◆ To be done ◆
Lay out the lines of the records below as a numbered list, leaving out blank lines. Begin at the line that has "Capture every bird visible." and stop after the line that has "[246,133,408,231]".

[START Exercise inputs]

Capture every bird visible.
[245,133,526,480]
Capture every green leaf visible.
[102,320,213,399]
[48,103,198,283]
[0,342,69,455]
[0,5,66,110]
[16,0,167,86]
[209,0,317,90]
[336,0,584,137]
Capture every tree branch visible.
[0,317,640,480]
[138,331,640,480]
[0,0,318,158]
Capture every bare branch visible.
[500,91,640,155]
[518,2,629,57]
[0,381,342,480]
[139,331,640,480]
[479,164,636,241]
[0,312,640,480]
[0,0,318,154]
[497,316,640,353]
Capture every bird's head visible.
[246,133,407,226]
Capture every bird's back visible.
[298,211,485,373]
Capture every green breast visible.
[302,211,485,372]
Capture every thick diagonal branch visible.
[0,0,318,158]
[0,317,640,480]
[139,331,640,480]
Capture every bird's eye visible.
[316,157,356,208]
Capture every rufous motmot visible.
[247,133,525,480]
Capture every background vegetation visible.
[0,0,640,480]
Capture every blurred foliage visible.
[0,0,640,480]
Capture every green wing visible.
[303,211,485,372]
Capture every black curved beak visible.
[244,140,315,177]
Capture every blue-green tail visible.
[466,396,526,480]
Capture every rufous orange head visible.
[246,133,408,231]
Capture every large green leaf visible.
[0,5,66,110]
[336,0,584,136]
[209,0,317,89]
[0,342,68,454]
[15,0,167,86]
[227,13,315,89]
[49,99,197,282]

[END Exercise inputs]
[START Exercise inputs]

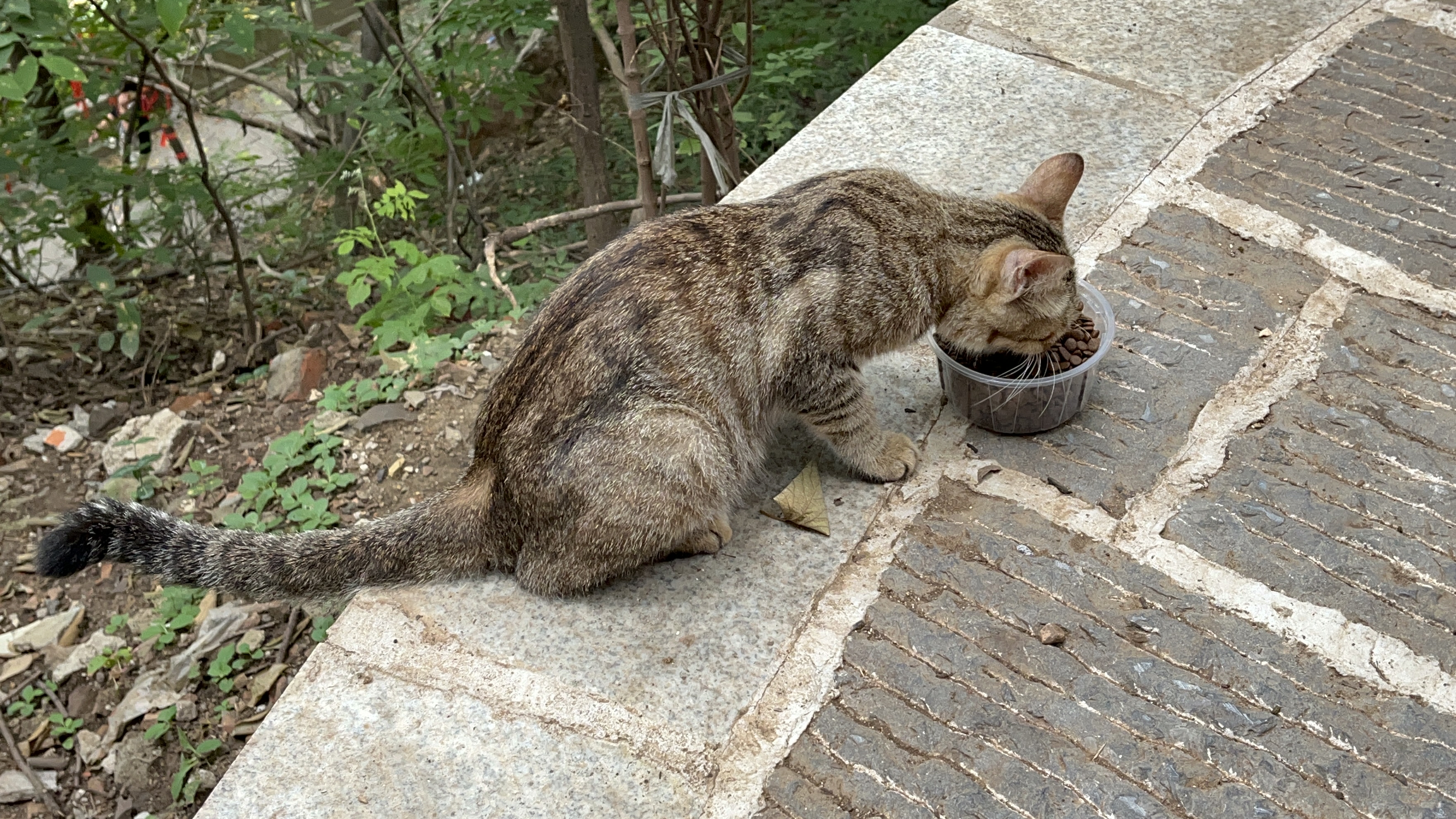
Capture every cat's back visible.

[END Exercise inputs]

◆ Reply to the exercise ◆
1. Capture every bird visible.
2. [245,133,526,480]
3. Capture every green leaf visible.
4. [102,320,213,399]
5. [48,103,198,283]
6. [0,342,69,455]
7. [0,5,66,110]
8. [16,0,167,86]
9. [209,0,317,90]
10. [336,0,584,137]
11. Capture every tree branch visible.
12. [0,317,640,480]
13. [138,331,640,480]
14. [0,0,318,158]
15. Capture every bare branch visible.
16. [500,91,640,155]
17. [518,2,629,57]
18. [0,381,342,480]
19. [139,331,640,480]
20. [479,164,636,241]
21. [0,312,640,480]
22. [0,0,318,154]
23. [497,316,640,353]
24. Capture every bird's head visible.
25. [246,133,407,226]
26. Capture every bird's back visible.
27. [298,211,485,373]
28. Capture every green breast visible.
29. [302,211,485,372]
30. Capture every thick diagonal branch visible.
31. [0,0,318,158]
32. [0,317,640,480]
33. [139,331,640,480]
34. Capture every bird's eye visible.
35. [316,157,356,208]
36. Capture every rufous motmot visible.
37. [247,133,525,480]
38. Capture every background vegetation visible.
39. [0,0,640,480]
40. Capture every blurred foliage visible.
41. [0,0,640,480]
42. Capture every green wing visible.
43. [303,211,485,372]
44. Capture every black curved beak visible.
45. [244,140,315,177]
46. Capture every blue-green tail visible.
47. [466,396,526,480]
48. Capture every rufous orange head visible.
49. [246,133,408,231]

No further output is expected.